### TASK DIRECTIONS
Locate every line in the rows below that contains the word "hair" and copy each of those lines.

### SUPPLIED MATERIAL
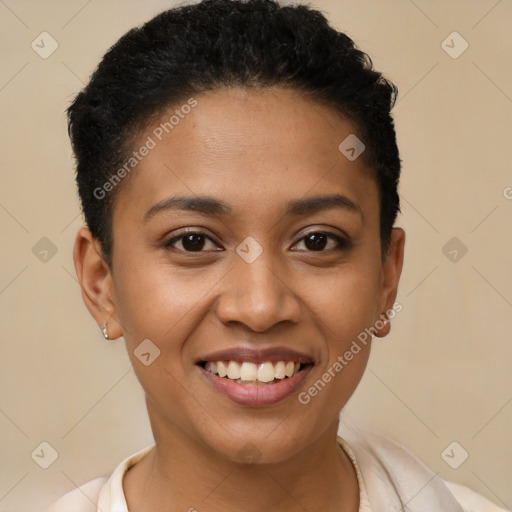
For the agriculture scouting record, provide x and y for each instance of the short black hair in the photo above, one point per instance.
(224, 43)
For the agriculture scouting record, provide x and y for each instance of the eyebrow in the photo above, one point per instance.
(207, 205)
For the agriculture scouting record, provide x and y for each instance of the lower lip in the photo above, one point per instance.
(256, 395)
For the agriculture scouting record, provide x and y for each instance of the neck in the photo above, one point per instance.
(181, 474)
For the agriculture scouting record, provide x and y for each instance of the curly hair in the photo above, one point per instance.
(221, 43)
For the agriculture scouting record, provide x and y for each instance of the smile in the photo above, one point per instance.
(255, 378)
(249, 373)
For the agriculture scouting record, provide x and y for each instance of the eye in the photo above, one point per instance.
(318, 241)
(192, 241)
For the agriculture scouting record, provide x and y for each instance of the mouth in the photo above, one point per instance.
(251, 374)
(255, 378)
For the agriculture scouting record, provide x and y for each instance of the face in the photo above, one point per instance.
(246, 243)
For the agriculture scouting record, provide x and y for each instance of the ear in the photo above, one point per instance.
(96, 282)
(390, 276)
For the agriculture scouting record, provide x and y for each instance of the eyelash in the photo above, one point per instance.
(343, 243)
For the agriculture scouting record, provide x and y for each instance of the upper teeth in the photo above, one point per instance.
(264, 372)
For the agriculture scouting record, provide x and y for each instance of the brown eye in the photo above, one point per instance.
(190, 242)
(318, 241)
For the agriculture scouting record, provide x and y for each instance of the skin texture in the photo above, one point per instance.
(255, 151)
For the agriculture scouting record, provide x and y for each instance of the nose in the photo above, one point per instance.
(258, 296)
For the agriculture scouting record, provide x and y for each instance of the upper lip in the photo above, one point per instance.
(257, 356)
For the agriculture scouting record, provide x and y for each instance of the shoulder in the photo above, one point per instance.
(81, 499)
(394, 475)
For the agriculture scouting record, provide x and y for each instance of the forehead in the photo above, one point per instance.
(251, 148)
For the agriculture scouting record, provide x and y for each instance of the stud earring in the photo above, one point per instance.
(104, 329)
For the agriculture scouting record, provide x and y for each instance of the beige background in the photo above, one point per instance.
(443, 374)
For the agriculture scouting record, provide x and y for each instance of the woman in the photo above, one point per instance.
(238, 169)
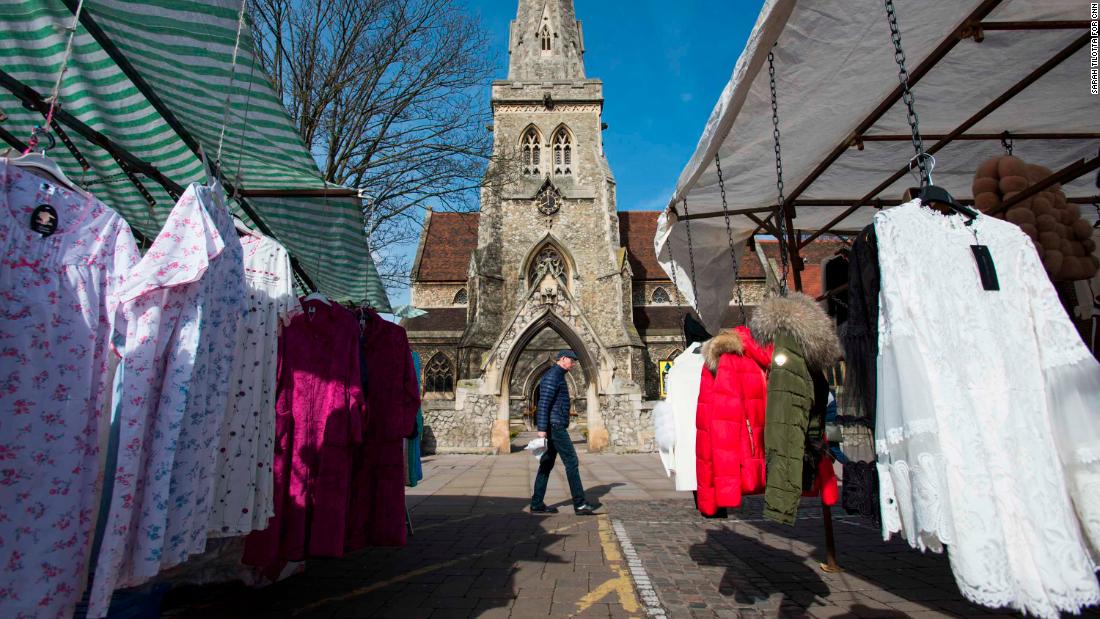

### PROBLEM SOLUTION
For the agriculture scouting record, provide x and y for each instance of the short black hair in the photo above, one point per instance.
For the agriculture scouting record, provide x and y for each instance of the curly hair in the photo above, one point per instance.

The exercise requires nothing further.